• _Exercise 1_: Which products does mercury(II) thiocyanate break down into after ignition, according to the Pharaoh's snake text below?
• _Exercise 2_: How would you sum up the Pharaoh's snake text below in two sentences?

The Pharaoh's snake is a more dramatic experiment and it requires more safety precautions than the sugar snake due to the presence of toxic mercury vapor and other mercury compounds.

This reaction was discovered by Friedrich Wöhler in 1821, soon after the first synthesis of mercury thiocyanate. It was described as "winding out from itself at the same time worm-like processes, to many times its former bulk, of a very light material of the color of graphite." For some time, a firework product called "Pharaoschlangen" was available to the public in Germany but was eventually banned when the toxic properties of the product were discovered through the deaths of several children who had mistakenly consumed the resulting solid.

The Pharaoh's snake experiment is conducted in the same manner as the sugar snake experiment; however, the former uses mercury(II) thiocyanate (Hg(SCN)_{2}) instead of powdered sugar with baking soda. This must be done in a fume hood because all mercury compounds are hazardous.

After igniting the reagents, mercury(II) thiocyanate breaks down to form mercury(II) sulfide (HgS), carbon disulfide (CS_{2}), and carbon nitride (C_{3}N_{4}). Graphitic carbon nitride, a pale yellow solid, is the main component of the ash.

• _Information shown_:
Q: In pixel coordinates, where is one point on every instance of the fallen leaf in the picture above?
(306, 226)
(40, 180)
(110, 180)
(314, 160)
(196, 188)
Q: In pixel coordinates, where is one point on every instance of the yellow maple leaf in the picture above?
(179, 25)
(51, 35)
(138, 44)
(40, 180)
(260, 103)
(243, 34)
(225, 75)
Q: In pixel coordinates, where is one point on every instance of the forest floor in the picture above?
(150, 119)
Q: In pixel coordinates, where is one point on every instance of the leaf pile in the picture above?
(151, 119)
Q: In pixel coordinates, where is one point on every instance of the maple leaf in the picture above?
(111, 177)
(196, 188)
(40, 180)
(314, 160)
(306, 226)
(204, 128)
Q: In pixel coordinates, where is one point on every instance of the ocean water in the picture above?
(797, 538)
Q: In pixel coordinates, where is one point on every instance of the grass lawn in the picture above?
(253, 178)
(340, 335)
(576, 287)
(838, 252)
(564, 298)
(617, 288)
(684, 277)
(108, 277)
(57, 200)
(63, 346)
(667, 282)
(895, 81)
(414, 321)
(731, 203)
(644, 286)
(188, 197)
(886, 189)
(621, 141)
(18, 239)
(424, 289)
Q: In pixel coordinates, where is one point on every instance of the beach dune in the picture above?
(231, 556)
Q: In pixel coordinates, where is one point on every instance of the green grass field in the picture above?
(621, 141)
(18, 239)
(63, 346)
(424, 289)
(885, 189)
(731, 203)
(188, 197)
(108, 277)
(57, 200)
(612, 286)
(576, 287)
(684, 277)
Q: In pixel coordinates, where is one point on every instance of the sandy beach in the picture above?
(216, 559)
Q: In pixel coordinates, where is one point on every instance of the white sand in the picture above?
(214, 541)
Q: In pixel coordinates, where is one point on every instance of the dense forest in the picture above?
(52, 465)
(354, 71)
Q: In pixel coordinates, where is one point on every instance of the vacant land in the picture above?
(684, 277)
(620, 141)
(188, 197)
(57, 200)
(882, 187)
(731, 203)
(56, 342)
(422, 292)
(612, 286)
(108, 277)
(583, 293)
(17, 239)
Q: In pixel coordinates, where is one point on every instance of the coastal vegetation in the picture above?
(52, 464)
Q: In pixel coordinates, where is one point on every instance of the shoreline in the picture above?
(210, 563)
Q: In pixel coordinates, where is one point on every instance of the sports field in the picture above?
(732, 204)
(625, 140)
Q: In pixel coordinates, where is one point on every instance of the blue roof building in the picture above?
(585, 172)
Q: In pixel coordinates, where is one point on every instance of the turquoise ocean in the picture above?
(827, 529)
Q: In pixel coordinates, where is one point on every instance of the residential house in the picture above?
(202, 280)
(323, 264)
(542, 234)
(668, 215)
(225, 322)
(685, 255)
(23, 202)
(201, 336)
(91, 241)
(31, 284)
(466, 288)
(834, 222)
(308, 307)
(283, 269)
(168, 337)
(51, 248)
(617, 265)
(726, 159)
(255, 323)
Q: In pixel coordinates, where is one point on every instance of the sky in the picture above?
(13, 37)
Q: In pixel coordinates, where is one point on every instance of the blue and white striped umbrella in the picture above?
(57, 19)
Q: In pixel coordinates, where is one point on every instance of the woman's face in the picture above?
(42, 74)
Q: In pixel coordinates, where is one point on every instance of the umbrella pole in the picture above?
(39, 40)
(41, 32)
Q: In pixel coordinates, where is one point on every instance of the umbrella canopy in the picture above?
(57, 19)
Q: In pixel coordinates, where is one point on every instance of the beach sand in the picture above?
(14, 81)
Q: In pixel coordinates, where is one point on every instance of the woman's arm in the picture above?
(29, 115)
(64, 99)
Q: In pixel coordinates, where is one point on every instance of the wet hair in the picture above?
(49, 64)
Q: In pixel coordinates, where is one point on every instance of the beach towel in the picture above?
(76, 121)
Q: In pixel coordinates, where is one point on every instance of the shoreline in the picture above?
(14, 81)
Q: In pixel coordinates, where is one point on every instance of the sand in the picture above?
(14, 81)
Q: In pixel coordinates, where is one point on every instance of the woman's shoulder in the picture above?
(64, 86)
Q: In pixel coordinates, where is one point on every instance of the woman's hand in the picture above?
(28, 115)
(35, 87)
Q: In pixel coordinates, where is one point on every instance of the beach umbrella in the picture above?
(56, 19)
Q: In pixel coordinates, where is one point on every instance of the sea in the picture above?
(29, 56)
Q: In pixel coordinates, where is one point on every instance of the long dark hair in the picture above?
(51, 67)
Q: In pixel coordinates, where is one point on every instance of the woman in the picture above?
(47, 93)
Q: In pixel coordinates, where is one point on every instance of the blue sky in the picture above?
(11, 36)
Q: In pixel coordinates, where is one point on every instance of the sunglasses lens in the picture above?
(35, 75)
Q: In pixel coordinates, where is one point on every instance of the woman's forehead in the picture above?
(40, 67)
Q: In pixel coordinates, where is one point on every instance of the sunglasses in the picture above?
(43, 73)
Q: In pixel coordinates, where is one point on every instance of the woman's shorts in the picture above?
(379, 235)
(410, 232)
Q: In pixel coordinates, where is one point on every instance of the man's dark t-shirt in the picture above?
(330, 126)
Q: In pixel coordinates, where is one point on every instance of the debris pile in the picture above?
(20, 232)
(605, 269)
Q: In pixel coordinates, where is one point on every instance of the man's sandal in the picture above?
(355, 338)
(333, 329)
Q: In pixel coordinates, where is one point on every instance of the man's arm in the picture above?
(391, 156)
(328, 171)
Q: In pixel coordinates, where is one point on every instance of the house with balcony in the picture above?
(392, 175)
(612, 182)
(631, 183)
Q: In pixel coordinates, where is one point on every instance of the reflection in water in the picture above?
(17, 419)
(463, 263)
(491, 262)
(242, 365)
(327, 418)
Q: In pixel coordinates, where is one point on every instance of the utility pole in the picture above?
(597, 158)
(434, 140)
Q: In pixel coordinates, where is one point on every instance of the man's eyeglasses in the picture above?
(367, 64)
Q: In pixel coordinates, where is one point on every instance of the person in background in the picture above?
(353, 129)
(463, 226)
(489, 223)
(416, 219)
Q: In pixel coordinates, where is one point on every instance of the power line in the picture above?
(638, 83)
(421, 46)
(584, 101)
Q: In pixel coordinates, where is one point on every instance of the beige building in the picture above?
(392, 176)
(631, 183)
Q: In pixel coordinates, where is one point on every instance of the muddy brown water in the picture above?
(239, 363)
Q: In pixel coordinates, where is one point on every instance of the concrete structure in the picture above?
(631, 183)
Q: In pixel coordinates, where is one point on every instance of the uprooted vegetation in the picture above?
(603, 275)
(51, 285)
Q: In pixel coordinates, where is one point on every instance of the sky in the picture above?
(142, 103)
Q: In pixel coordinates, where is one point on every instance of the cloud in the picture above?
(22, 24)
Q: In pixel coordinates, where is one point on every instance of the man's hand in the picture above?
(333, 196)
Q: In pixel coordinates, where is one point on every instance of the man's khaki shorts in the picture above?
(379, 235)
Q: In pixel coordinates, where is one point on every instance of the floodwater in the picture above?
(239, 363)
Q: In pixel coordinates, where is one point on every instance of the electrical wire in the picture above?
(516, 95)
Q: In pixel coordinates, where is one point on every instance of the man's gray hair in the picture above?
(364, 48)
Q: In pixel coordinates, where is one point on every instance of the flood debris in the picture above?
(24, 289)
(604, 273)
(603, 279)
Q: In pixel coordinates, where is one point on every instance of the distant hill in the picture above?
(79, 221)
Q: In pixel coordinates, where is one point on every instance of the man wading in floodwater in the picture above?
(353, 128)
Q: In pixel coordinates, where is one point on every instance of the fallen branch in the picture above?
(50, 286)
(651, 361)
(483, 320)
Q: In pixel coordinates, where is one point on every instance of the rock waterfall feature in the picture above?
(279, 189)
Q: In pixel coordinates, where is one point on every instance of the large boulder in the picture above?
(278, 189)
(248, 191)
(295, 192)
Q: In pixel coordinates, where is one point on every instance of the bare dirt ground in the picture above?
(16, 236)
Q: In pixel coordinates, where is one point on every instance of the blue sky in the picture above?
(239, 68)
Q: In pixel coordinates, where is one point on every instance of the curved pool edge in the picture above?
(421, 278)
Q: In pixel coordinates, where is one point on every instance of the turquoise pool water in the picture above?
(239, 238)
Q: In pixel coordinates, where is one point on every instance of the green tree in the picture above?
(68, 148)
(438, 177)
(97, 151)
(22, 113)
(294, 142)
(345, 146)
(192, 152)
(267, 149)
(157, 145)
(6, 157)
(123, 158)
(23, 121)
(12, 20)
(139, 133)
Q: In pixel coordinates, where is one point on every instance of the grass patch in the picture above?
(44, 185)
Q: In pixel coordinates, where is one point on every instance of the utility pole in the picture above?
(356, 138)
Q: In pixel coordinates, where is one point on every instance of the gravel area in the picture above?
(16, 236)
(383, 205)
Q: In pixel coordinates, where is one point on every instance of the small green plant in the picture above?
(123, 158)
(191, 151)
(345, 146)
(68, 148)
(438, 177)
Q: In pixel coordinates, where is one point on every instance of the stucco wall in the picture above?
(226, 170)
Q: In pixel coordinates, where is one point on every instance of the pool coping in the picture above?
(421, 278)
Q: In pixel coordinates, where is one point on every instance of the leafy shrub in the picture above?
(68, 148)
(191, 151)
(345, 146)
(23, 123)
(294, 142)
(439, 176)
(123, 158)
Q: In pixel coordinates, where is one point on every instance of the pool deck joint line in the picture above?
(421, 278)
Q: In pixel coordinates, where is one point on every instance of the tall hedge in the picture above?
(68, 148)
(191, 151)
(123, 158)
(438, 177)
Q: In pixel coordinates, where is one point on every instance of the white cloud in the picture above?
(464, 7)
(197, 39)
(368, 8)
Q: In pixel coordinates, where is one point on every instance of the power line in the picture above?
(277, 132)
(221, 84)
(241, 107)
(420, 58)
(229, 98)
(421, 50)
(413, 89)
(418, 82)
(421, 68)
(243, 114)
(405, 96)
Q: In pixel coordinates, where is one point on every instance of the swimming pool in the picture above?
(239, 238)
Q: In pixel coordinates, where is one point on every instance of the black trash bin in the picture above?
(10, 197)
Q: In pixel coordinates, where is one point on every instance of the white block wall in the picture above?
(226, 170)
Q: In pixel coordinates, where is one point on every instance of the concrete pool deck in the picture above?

• _Response area 1_: Mercury(II) sulfide (HgS), carbon disulfide (CS_{2}), and carbon nitride (C_{3}N_{4}).

• _Response area 2_: The Pharaoh's snake is an experiment discovered by Friedrich Wöhler in 1821 that is run like the sugar snake but uses mercury(II) thiocyanate, so it must be done in a fume hood because of toxic mercury compounds. A German firework product based on it was banned after several children died from eating the resulting solid, whose ash consists mainly of graphitic carbon nitride.